* Work to complete
Copy out the listing below line for line, word for word, from start to finish.

* Source data
******************************
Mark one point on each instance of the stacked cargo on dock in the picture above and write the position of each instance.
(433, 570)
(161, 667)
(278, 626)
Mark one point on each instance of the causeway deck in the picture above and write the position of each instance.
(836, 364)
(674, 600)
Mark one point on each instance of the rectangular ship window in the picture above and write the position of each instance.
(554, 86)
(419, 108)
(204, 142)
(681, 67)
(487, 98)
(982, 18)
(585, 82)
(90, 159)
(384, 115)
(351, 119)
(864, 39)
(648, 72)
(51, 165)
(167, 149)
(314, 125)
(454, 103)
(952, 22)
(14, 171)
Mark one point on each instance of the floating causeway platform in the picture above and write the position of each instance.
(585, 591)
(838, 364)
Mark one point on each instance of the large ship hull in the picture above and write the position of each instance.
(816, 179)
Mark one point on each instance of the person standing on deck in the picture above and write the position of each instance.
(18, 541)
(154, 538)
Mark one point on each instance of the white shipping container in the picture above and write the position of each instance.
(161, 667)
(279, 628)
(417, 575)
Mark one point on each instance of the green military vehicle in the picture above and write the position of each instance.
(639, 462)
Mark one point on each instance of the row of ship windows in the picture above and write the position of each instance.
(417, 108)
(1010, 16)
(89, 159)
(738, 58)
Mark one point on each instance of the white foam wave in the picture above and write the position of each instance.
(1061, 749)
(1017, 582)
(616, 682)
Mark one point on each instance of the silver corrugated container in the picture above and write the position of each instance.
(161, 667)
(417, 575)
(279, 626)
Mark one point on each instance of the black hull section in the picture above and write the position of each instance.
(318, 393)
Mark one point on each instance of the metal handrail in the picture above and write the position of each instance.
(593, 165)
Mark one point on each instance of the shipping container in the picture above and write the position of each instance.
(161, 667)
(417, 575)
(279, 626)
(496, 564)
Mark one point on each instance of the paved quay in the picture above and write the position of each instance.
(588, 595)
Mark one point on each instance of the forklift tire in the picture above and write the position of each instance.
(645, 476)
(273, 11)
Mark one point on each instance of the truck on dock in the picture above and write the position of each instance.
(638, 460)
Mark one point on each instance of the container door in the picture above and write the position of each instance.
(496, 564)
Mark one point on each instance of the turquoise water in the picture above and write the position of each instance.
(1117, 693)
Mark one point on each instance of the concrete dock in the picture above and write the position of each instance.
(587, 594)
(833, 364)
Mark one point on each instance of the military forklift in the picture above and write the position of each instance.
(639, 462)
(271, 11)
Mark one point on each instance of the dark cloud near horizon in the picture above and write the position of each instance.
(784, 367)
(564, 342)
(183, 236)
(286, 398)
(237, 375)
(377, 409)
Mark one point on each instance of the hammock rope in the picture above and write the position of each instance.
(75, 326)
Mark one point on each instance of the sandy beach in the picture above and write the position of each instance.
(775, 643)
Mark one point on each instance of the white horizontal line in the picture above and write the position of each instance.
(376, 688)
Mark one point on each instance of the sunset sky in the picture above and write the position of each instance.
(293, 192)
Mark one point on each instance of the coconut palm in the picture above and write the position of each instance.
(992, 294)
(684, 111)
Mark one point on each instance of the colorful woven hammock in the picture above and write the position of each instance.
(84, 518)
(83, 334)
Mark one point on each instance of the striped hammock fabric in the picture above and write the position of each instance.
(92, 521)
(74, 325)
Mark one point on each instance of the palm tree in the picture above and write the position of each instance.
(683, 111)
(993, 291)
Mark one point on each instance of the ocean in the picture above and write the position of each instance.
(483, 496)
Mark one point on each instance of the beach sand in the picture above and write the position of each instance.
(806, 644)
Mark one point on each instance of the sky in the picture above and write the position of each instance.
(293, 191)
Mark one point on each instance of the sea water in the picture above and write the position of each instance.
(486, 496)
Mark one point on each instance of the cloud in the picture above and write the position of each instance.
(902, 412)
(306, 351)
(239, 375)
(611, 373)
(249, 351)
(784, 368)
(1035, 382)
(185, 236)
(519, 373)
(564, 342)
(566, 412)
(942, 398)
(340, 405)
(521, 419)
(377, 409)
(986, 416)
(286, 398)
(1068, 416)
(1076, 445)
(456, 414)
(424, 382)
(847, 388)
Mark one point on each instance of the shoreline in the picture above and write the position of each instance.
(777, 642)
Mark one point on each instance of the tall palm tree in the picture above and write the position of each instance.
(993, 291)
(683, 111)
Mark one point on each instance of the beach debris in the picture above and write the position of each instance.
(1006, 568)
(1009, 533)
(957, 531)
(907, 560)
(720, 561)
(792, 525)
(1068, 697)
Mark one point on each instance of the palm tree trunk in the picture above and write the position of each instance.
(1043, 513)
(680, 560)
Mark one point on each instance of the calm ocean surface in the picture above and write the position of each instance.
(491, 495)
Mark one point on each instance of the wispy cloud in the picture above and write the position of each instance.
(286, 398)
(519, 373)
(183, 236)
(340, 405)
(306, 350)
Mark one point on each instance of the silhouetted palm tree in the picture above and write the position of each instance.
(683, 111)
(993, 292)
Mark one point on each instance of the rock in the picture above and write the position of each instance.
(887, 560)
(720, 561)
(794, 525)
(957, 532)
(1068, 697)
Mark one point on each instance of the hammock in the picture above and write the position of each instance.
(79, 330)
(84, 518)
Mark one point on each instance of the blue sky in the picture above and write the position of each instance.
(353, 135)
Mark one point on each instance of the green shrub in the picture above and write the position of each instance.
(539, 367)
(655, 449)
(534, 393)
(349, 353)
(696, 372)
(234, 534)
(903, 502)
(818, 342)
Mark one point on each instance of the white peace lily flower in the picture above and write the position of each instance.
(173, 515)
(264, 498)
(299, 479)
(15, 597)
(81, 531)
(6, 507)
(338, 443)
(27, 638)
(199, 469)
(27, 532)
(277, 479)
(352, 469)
******************************
* Response
Mark one point on each instance of the stacked cargo on dock in the picture above and write the position of each instance.
(433, 570)
(161, 667)
(278, 626)
Mark one point on each instance of the causeway deck in the picture above and write the position of each instance.
(836, 364)
(674, 600)
Mark one point on each instance of the rectangular ship window in the picture above and write the position of each instance.
(554, 86)
(419, 108)
(204, 142)
(681, 67)
(487, 98)
(982, 18)
(585, 82)
(90, 159)
(384, 115)
(351, 119)
(864, 39)
(648, 72)
(51, 165)
(167, 149)
(314, 125)
(454, 103)
(952, 22)
(14, 171)
Mark one point on each instance of the floating causeway platform in the picture above and write the position of each instance.
(585, 591)
(838, 364)
Mark one point on each instance of the large ship hull in the picture above and write the position of each instance.
(816, 179)
Mark one point on each instance of the person standing on deck in the picture above and write the position of each instance.
(18, 541)
(154, 538)
Mark one point on each instance of the white shipping container in the picture above and write the position of each instance.
(161, 667)
(279, 628)
(417, 575)
Mark one point on each instance of the green military vehicle in the picture above and write the position of each instance.
(639, 462)
Mark one point on each instance of the row of ship windows in the picture above and write the position of each instance.
(417, 108)
(1010, 16)
(89, 159)
(738, 58)
Mark one point on each instance of the white foam wave in the picture above and write the position of each instance.
(1061, 749)
(1017, 582)
(616, 682)
Mark one point on each instance of the silver corrugated container in the picture above and write the position of each instance.
(161, 667)
(417, 575)
(279, 626)
Mark one point on each instance of the black hull section in the picture above and write the position of each instance.
(318, 393)
Mark one point on each instance of the metal handrail in the picture above and write the position of each instance.
(593, 165)
Mark one point on each instance of the shipping container in the picture above and write the position of each instance.
(161, 667)
(417, 575)
(279, 626)
(496, 564)
Mark one point on each instance of the paved quay in the picture above and write the position of each instance.
(588, 595)
Mark one point on each instance of the forklift tire in the picture above and write the position of each instance.
(645, 476)
(273, 11)
Mark one point on each instance of the truck on dock in the picture above and write the position of each instance.
(638, 460)
Mark one point on each instance of the container door in the picture above and write the position of each instance.
(496, 564)
Mark one point on each instance of the turquoise water in the picture above and write the position of each instance.
(1117, 693)
Mark one point on each instance of the concrete dock in the picture above and write the position of each instance.
(587, 594)
(833, 364)
Mark one point on each instance of the military forklift in the picture above and write the position of each instance.
(639, 462)
(271, 11)
Mark one point on each instance of the dark cloud near horizon in the picture above and write the position of each instance.
(784, 367)
(564, 342)
(183, 236)
(286, 398)
(237, 375)
(377, 409)
Mark one point on each instance of the hammock rope in the picture above and write the position of each instance.
(75, 326)
Mark one point on each instance of the sandy beach in the picture above and write the position of each instance.
(775, 643)
Mark one point on each instance of the white horizontal line in the picture above and write the position of each instance.
(376, 688)
Mark one point on each instance of the sunset sky in the picture above and write the position of each instance.
(293, 192)
Mark one point on each instance of the coconut palm in the picture above and write the position of each instance.
(992, 294)
(684, 111)
Mark one point on each instance of the colorful woven hammock in the picture above and write the position of each instance.
(84, 518)
(83, 334)
Mark one point on each instance of the striped hammock fabric in the picture above and write the position of each instance.
(92, 521)
(74, 325)
Mark one point on each instance of the palm tree in the picture above and write the position of each instance.
(683, 111)
(993, 291)
Mark one point on each instance of the ocean in the picture above and write the position of each instance.
(483, 496)
Mark one point on each instance of the beach sand in the picture above and write the position of each instance.
(806, 644)
Mark one point on each instance of the sky in the picture above and write the position of each instance.
(293, 191)
Mark one point on each instance of the sea water in the picture above and write the position of each instance.
(486, 496)
Mark one point on each instance of the cloud in the picture above and write the position of each instance.
(902, 412)
(306, 351)
(239, 375)
(611, 373)
(249, 351)
(784, 368)
(1035, 382)
(185, 236)
(519, 373)
(564, 342)
(566, 412)
(942, 398)
(340, 405)
(521, 419)
(377, 409)
(986, 416)
(286, 398)
(1068, 416)
(1076, 445)
(456, 414)
(424, 382)
(847, 388)
Mark one point on each instance of the shoreline in the picture above and write the position of each instance.
(777, 642)
Mark one point on each instance of the tall palm tree in the picture above and write the position of each instance.
(993, 291)
(683, 111)
Mark one point on each instance of the beach debris in the picture above and write the position of each instance.
(1006, 568)
(1009, 533)
(957, 531)
(907, 560)
(720, 561)
(792, 525)
(1068, 697)
Mark one point on each instance of the palm tree trunk in the picture above and write the position of each instance.
(1043, 513)
(680, 560)
Mark one point on each instance of the calm ocean surface in the picture above and write the position of each instance.
(491, 495)
Mark one point on each instance of the wispy cloud in the picture above and write the position of each instance.
(286, 398)
(519, 373)
(183, 236)
(340, 405)
(306, 350)
Mark one point on each instance of the silhouetted palm tree in the picture above and write the position of each instance.
(683, 111)
(993, 292)
Mark one point on each instance of the rock in the picture above and write the position of each instance.
(887, 560)
(720, 561)
(794, 525)
(957, 532)
(1068, 697)
Mark one point on each instance of the hammock in the picture above and write the position of each instance.
(79, 330)
(84, 518)
Mark one point on each instance of the blue sky in the picture above and write the position of each instance.
(353, 135)
Mark one point on each instance of the green shrub in the picture above and write the position of each instance.
(539, 367)
(655, 449)
(534, 393)
(349, 353)
(696, 372)
(234, 534)
(903, 502)
(818, 342)
Mark one point on each instance of the white peace lily flower in the picture above and write the position of each instance.
(173, 515)
(264, 498)
(299, 479)
(15, 597)
(81, 531)
(6, 507)
(338, 443)
(27, 638)
(199, 469)
(27, 532)
(277, 479)
(352, 469)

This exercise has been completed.